[Aim of the exercise]
According to the thread below, which variant of the CSV library relies only on POSIX awk features?

[Article]
__________________________________________________
• [ANN] (g)awk-csvio simple awk library

    From Manuel Collado@21:1/5 to All on Thu Apr 27 13:13:30 2023
    "csvio.awk" is a pure awk library that provides CSV support for awk. It
    is available in two variants. "gawk-csvio" uses some specific gawk
    features. "awk-csvio" uses only POSIX awk features.

    They are available at http://mcollado.z15.es/xgawk/.

    Version 0.x.x is intended as a preliminary issue, mostly to get feedback
    from interested users. Suggestions, comments, bug reports, etc. are welcome.

    The goal of csvio is to process CSV records as if they were regular awk records, delimited by some FS/OFS or your choice.

    HTH. Enjoy.
    --
    Manuel Collado - http://mcollado.z15.es

    --- SoupGate-Win32 v1.05
    * Origin: fsxNet Usenet Gateway (21:1/5)
  • From Janis Papanagnou@21:1/5 to Manuel Collado on Thu Apr 27 14:20:49 2023
    Hi Manuel,

    thanks for this interesting information and for providing the library!
__________________________________________________
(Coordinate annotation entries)
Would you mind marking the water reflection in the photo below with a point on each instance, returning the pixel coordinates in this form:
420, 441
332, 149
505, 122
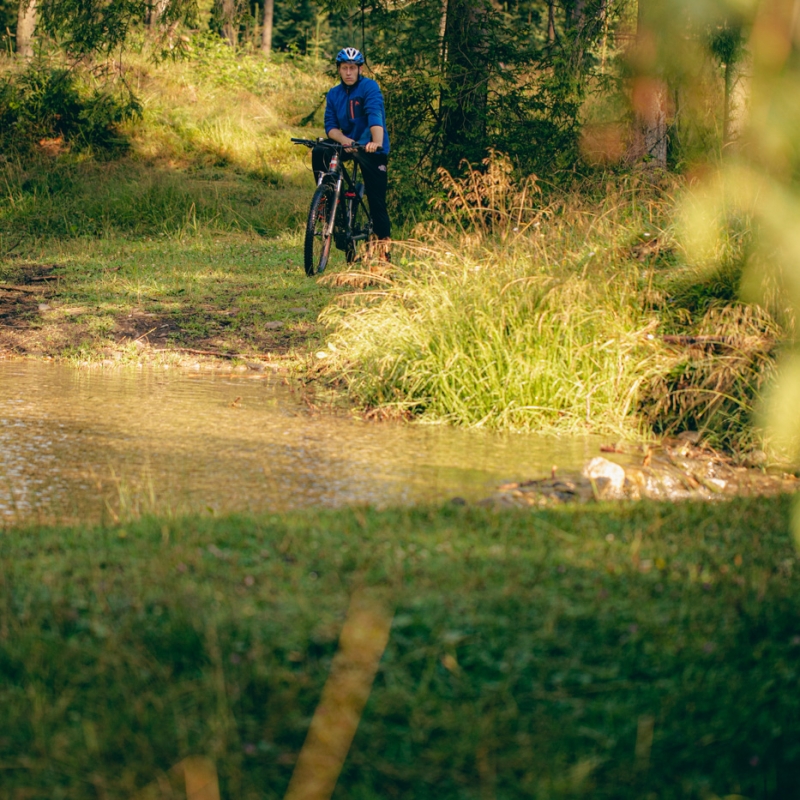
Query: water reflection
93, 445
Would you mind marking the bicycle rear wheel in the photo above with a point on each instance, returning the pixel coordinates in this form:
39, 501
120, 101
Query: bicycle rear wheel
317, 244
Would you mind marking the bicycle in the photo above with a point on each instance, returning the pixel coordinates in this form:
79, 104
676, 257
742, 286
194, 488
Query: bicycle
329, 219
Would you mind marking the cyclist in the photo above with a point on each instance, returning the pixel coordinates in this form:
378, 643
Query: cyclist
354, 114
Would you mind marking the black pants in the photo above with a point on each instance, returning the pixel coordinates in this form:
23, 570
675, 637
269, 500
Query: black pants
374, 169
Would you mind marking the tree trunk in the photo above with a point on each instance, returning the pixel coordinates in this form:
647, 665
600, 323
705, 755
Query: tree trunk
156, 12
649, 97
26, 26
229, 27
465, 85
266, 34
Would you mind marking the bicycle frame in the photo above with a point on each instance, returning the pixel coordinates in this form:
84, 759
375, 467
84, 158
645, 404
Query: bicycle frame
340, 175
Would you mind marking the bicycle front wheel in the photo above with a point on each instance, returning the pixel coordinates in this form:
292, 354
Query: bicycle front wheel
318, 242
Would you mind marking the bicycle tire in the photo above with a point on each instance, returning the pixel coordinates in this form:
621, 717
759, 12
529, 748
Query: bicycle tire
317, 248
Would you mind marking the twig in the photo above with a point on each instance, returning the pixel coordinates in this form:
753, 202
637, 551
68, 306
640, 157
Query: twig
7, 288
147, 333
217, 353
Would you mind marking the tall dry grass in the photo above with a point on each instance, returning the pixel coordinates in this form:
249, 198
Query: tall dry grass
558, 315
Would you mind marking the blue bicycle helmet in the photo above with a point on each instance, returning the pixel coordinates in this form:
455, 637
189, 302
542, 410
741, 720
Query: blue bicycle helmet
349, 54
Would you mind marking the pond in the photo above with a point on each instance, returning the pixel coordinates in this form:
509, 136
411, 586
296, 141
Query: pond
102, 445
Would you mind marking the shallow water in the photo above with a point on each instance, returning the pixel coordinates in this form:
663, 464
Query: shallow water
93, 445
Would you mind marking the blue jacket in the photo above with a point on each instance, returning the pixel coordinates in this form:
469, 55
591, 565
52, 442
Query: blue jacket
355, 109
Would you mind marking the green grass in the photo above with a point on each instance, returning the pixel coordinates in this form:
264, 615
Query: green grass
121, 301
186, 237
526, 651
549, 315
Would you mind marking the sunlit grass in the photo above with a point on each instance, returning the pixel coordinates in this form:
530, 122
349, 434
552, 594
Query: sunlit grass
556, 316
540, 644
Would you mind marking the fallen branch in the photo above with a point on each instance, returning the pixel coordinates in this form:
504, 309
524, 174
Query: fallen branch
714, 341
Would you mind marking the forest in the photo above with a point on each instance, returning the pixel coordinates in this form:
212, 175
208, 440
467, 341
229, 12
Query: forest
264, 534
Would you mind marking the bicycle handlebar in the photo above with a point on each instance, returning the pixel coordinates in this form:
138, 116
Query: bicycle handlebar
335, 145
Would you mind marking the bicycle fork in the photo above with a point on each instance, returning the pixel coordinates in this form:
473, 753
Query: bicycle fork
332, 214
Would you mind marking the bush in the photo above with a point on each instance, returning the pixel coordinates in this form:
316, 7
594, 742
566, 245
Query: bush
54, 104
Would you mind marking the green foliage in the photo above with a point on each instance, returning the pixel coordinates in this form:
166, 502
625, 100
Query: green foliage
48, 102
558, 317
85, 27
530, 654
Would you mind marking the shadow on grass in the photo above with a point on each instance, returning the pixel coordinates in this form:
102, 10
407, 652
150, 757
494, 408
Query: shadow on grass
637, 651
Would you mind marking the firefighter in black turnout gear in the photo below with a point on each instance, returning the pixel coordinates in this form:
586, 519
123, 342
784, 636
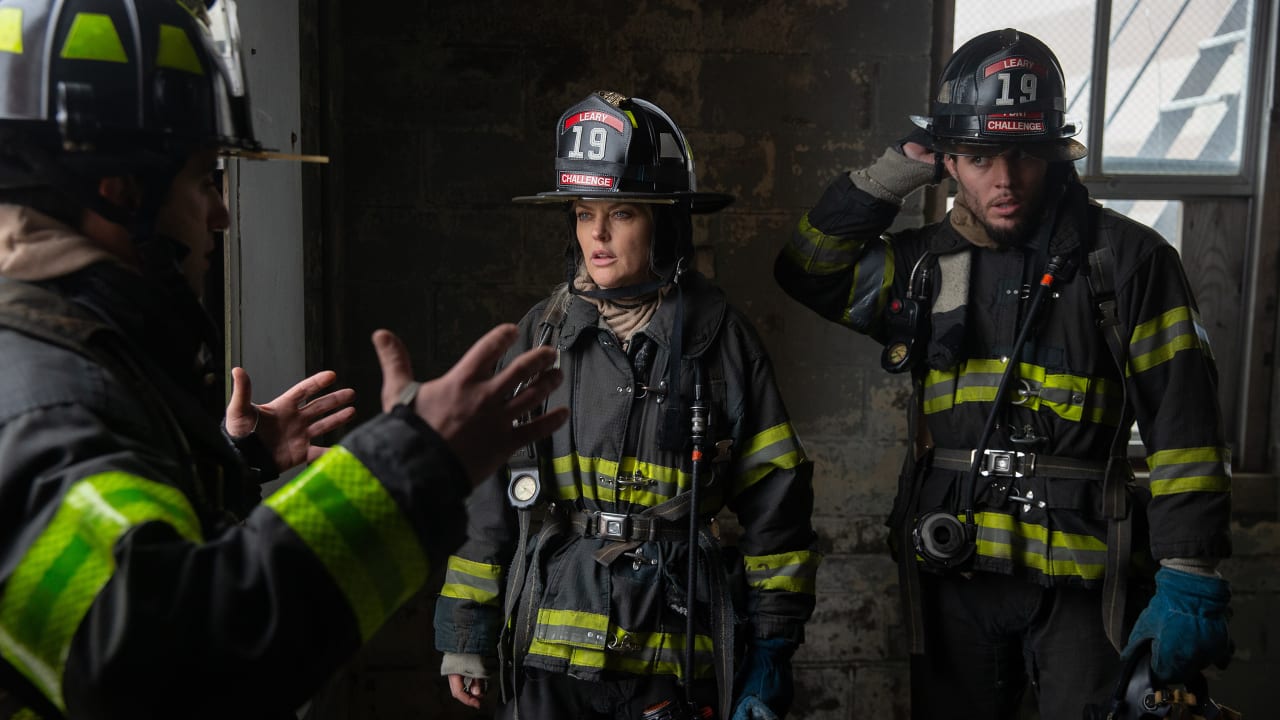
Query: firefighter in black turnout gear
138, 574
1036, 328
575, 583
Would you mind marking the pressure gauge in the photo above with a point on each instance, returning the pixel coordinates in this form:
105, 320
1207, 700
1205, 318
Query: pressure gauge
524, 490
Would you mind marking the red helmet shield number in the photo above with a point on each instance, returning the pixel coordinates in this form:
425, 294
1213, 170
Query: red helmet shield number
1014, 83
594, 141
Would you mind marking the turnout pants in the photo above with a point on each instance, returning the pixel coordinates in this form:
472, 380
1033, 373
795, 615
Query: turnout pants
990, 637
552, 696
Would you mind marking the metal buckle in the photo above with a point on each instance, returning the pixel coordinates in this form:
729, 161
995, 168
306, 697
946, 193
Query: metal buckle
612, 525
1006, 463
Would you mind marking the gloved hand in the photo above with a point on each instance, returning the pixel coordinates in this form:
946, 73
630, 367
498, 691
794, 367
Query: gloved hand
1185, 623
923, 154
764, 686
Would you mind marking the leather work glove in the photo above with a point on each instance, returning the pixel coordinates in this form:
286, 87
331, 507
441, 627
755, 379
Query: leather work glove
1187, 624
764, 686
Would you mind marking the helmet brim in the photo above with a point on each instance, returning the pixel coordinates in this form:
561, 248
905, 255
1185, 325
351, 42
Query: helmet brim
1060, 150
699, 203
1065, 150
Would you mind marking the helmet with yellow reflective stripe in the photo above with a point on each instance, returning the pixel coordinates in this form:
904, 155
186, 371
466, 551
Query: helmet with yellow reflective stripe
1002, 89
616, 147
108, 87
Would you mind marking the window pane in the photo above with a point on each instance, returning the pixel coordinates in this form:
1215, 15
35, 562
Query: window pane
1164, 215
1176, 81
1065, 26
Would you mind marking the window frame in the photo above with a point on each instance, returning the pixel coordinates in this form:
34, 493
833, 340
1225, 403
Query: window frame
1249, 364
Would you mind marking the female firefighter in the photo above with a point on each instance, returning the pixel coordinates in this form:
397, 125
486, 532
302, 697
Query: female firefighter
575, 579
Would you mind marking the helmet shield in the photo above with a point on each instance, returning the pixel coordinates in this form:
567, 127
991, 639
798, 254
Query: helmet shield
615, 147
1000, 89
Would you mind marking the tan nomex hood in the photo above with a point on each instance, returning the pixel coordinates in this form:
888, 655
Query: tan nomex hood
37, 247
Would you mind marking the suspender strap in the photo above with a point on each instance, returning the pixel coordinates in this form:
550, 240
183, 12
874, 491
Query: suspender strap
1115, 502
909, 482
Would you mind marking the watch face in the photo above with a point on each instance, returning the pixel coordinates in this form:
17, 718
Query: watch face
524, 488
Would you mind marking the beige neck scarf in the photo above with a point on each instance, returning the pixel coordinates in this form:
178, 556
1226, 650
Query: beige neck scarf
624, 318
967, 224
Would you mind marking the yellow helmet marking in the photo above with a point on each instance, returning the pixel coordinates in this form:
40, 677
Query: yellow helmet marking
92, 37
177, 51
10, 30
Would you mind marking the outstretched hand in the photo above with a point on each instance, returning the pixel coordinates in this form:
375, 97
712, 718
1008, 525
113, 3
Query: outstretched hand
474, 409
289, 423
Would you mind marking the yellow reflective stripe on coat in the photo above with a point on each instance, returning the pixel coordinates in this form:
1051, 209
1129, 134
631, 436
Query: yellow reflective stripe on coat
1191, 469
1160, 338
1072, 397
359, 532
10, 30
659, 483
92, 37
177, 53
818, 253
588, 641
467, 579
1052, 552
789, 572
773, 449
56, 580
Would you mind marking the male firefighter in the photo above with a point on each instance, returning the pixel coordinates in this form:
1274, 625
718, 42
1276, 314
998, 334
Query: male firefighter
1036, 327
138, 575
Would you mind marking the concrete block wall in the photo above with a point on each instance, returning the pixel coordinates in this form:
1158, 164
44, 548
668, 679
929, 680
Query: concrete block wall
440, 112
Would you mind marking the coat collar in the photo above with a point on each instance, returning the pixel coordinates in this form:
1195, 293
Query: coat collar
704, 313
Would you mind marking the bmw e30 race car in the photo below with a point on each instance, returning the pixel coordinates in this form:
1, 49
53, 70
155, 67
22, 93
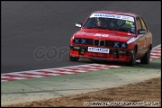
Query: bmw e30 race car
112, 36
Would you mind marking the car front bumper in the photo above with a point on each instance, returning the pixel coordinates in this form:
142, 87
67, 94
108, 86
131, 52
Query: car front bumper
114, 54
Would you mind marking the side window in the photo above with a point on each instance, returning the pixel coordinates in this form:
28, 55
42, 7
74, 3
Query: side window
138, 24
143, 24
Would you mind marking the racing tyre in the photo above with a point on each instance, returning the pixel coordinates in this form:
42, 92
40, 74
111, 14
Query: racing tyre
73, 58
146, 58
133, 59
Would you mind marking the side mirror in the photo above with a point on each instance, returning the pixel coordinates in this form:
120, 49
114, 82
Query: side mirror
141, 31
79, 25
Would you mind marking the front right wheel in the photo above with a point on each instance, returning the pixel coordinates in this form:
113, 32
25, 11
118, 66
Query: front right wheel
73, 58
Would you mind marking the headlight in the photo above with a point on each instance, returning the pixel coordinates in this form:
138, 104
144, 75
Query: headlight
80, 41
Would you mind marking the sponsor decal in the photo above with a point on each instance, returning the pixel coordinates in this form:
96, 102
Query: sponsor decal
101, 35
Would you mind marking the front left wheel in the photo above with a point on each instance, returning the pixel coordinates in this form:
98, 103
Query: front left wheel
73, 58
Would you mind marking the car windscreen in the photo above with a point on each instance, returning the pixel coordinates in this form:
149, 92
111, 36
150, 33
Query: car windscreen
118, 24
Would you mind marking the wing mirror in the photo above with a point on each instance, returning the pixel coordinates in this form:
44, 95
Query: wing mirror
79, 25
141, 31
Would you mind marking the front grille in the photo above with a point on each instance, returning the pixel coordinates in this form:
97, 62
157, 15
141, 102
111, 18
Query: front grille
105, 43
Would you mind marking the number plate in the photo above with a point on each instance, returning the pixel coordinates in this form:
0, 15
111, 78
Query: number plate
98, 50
__________________________________________________
[Task answer]
The "awk-csvio" variant.